The listing beneath should be written out in full, exactly as shown.

━━━━━━━━

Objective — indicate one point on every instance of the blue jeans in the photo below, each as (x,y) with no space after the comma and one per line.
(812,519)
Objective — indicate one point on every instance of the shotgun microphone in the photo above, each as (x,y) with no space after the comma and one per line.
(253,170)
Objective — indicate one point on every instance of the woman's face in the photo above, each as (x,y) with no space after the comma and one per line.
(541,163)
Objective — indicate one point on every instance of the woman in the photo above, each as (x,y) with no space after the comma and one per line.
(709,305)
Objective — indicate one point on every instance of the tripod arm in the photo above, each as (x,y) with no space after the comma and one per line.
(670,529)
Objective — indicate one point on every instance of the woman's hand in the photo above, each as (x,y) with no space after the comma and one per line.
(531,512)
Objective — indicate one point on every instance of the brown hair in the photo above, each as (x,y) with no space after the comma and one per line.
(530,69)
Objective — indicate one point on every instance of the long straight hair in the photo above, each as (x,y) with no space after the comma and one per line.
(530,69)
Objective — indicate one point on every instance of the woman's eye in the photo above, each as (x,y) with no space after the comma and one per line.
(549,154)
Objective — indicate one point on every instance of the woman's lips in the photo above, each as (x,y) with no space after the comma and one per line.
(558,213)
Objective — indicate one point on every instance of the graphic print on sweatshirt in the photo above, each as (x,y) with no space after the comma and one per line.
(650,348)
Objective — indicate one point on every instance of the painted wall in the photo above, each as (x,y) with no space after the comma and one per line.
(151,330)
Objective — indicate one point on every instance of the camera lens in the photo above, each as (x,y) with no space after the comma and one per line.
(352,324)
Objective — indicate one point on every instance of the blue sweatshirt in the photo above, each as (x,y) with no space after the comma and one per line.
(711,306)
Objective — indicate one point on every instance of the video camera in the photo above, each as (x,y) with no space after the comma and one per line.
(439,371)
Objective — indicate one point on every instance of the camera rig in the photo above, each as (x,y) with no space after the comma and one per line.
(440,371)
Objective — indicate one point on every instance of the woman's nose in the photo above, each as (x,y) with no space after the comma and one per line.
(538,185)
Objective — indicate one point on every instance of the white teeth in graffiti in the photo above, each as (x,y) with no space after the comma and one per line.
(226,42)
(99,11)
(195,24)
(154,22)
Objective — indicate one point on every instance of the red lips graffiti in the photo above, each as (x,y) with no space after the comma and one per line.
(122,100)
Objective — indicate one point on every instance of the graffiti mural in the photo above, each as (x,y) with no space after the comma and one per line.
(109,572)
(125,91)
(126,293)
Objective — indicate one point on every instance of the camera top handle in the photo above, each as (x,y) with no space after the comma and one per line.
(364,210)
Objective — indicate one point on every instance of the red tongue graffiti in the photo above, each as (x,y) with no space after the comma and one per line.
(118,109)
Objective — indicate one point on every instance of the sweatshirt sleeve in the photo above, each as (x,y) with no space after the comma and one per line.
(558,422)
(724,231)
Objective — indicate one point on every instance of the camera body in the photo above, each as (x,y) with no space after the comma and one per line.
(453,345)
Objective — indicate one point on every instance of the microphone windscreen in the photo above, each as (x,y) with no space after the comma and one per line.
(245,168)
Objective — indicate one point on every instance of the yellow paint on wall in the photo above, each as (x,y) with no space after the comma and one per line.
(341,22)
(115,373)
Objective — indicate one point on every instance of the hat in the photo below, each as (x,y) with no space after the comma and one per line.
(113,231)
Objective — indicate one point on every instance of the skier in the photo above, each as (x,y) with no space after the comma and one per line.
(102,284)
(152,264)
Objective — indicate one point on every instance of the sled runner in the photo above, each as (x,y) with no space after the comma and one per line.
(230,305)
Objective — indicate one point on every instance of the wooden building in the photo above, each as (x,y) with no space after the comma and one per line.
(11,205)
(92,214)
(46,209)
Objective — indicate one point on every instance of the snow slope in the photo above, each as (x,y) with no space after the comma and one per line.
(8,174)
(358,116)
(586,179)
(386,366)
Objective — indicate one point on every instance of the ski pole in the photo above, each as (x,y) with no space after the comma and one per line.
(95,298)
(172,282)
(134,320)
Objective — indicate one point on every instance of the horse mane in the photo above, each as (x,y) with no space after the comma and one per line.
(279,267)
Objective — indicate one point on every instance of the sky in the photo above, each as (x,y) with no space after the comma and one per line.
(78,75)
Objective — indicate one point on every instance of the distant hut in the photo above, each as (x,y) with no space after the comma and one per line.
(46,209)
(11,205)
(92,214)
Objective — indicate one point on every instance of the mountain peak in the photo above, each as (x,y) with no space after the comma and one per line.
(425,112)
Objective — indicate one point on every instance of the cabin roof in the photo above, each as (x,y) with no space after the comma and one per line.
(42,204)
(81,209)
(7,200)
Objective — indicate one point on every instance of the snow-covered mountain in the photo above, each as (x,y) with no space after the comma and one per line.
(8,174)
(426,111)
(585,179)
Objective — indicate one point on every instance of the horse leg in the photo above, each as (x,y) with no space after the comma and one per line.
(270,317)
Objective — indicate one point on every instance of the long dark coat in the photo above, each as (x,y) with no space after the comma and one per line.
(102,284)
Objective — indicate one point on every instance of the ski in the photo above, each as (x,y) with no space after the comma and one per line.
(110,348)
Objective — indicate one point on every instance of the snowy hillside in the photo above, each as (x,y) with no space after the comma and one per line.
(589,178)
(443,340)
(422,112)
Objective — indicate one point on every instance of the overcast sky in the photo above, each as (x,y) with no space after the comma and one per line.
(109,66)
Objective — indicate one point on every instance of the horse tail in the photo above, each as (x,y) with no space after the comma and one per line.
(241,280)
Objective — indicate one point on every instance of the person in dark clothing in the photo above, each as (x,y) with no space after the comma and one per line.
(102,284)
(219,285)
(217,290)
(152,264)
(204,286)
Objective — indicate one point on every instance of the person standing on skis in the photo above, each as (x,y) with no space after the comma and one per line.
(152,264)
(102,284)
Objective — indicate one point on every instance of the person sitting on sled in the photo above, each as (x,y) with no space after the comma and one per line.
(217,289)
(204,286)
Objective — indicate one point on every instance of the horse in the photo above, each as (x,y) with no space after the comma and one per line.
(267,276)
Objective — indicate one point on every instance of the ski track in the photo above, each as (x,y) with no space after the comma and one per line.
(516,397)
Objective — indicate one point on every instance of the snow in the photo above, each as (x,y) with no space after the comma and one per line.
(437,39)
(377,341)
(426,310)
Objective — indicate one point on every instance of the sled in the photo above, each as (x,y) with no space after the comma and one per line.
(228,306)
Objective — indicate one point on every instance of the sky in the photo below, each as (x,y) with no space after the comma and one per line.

━━━━━━━━

*SOLUTION*:
Objective — indicate one point on every instance of the blue jeans in the photo below, each as (x,y) with no space after the comma and one per line.
(812,519)
Objective — indicate one point on every instance of the shotgun microphone in the photo above, each as (x,y) with no space after the comma and one per line.
(253,170)
Objective — indicate one point on every instance of the woman's face in the photo above, each as (x,y) with no space after the comma and one per line.
(541,163)
Objective — indicate one point on every instance of the woman in the photo above, each as (x,y) with no space after the comma and one per line.
(709,305)
Objective — indicate one point on every instance of the tripod arm in the photo above, each as (x,y) with no space after the comma and one per line.
(670,529)
Objective — indicate one point on every instance of the woman's hand in the photo above, each as (x,y) with no space after the comma and one per line.
(531,512)
Objective — indicate one point on every instance of the brown hair in the photo above, each as (x,y) with no space after the comma and one per line.
(530,69)
Objective — indicate one point on every instance of the long straight hair in the photo above, each as (x,y) with no space after the comma and one per line.
(530,69)
Objective — indicate one point on every instance of the woman's eye in the photo above, each as (x,y) with no space after the comma and one per line.
(549,154)
Objective — indicate one point on every instance of the woman's lips in the photo above, each as (x,y) with no space after the comma and one per line.
(558,213)
Objective — indicate one point on every instance of the graphic print on sweatshirt in the photo above, each as (x,y) with no space after the comma and one per line.
(650,348)
Objective — indicate one point on every instance of the painted wall in the photo above, each as (x,y) with no space after the comma and one per line.
(151,330)
Objective — indicate one point on every instance of the camera lens in the photo above, each as (x,y) with no space after the comma and one per line.
(352,324)
Objective — indicate one point on every instance of the blue sweatshirt in the photo above, each as (x,y) with no space after the comma and one per line.
(711,306)
Objective — indicate one point on every instance of the video camera in the photo above, each as (x,y) with no space after the comma and one per line.
(439,371)
Objective — indicate one point on every instance of the camera rig in the photo above, each as (x,y) with no space after the comma and one per line.
(440,371)
Objective — indicate one point on every instance of the woman's nose in the photo above, each as (x,y) with no space after the comma and one per line.
(538,185)
Objective — indicate one point on every instance of the white teeth in graffiti in the photo above, each as (x,y) with no space after the comma and one per line.
(226,42)
(99,11)
(195,24)
(154,22)
Objective — indicate one point on every instance of the red lips graffiti in the photo above, each as (x,y) with no space after the comma and one per line.
(122,100)
Objective — indicate one point on every instance of the graffiti mural in the photo above, each as (x,y) with no space after the comma and one per line.
(109,572)
(125,91)
(126,293)
Objective — indicate one point on every instance of the camera top handle in the photo above, each as (x,y) with no space after the comma and one per line.
(364,210)
Objective — indicate one point on every instance of the red tongue graffiti in the photo above, each as (x,y) with no space after the comma and one per line.
(118,109)
Objective — indicate one point on every instance of the sweatshirt sleeve in the photo above, each as (x,y) with no space after the comma and one per line.
(558,422)
(724,231)
Objective — indicate one point on every instance of the camera body in the photo above, each as (x,y) with no space after the comma and one per line.
(453,345)
Objective — indicate one point on every instance of the microphone windscreen in the photo above, each as (x,y) with no space after the comma and one per line.
(245,168)
Objective — indicate one point on every instance of the yellow paint on wall in the photo above, each as (x,y) with no space after the comma and one per line.
(341,22)
(115,373)
Objective — indicate one point on every instance of the hat in the photo below, each as (x,y) with no space after the comma and one per line.
(113,231)
Objective — indicate one point on every instance of the skier in the photo above, each as (x,y) with no space after the comma and one per line.
(102,284)
(152,264)
Objective — indicate one point on every instance of the sled runner in the photo above, each as (x,y) with no space after the comma and one per line.
(230,305)
Objective — indicate one point on every instance of the wooden building in the photo above, each as (x,y) with no space after the comma and one per line.
(11,205)
(92,214)
(46,209)
Objective — indicate one point on every instance of the snow slope in the photo above, each as (x,y) with no space after the comma and one per line.
(8,174)
(358,116)
(586,179)
(386,366)
Objective — indicate one point on every instance of the ski pole in the photo above, each as (x,y) with no space after the comma and one per line.
(95,298)
(172,282)
(134,320)
Objective — indicate one point on every instance of the horse mane in the photo above, each as (x,y) with no space after the comma and one per line.
(279,267)
Objective — indicate one point on every instance of the sky in the photo above, each as (x,y) with no space after the comma and one per line.
(78,75)
Objective — indicate one point on every instance of the distant hut in the photo above, each as (x,y) with no space after the comma and one per line.
(46,209)
(11,205)
(92,214)
Objective — indicate one point on every instance of the mountain peak in the photo above, each as (x,y) with no space after the comma and one per line.
(425,112)
Objective — indicate one point on every instance of the cabin roof in the photo above, each as (x,y) with no space after the comma and one per line.
(42,204)
(81,209)
(7,200)
Objective — indicate one point on every instance of the snow-covered mountain in the photo above, each as (x,y) with no space after the comma and one per line.
(8,174)
(426,111)
(585,179)
Objective — indicate one point on every instance of the horse leg in the photo above, each as (x,y) with no space after the comma and one per line.
(270,317)
Objective — indicate one point on every instance of the long dark coat in the photo above, each as (x,y) with no space after the comma and one per line.
(102,284)
Objective — indicate one point on every instance of the ski in the photo above, each as (x,y) with no space after the comma and one per line.
(110,348)
Objective — indicate one point on every instance of the snowy hillside in the photo above, each as (x,y) with no space after the comma and one per line.
(589,178)
(443,340)
(422,112)
Objective — indicate one point on every instance of the overcast sky in the photo above, each as (x,y) with no space after the comma and one per line.
(109,66)
Objective — indicate one point on every instance of the horse tail in the photo above, each as (x,y) with no space after the comma and one per line.
(241,280)
Objective — indicate one point on every instance of the person in dark clothing in the photo above, each as (x,y) with no space after the comma and one per line.
(102,284)
(219,285)
(217,290)
(152,264)
(204,286)
Objective — indicate one point on every instance of the person standing on skis in the photo above, each as (x,y) with no space after the comma and one per line.
(152,264)
(102,284)
Objective — indicate one point on every instance of the person sitting on sled in the photo above, each as (x,y) with no space after the comma and one per line.
(217,289)
(204,286)
Objective — indicate one point on every instance of the horse in the photo above, each as (x,y) with no space after the comma and one per line.
(267,276)
Objective — indicate one point on every instance of the ski track in the photo above, each as (x,y) with no space after the comma and one per line.
(516,397)
Objective — indicate one point on every instance of the snow in the photo above, each as (x,y) with no space after the comma and one per line.
(437,39)
(377,341)
(426,310)
Objective — indicate one point on every instance of the sled in the photo above, each as (x,y) with no space after the comma and one per line.
(228,306)
Objective — indicate one point on every instance of the sky in the photo below, each as (x,y) with no space after the comma and one per line.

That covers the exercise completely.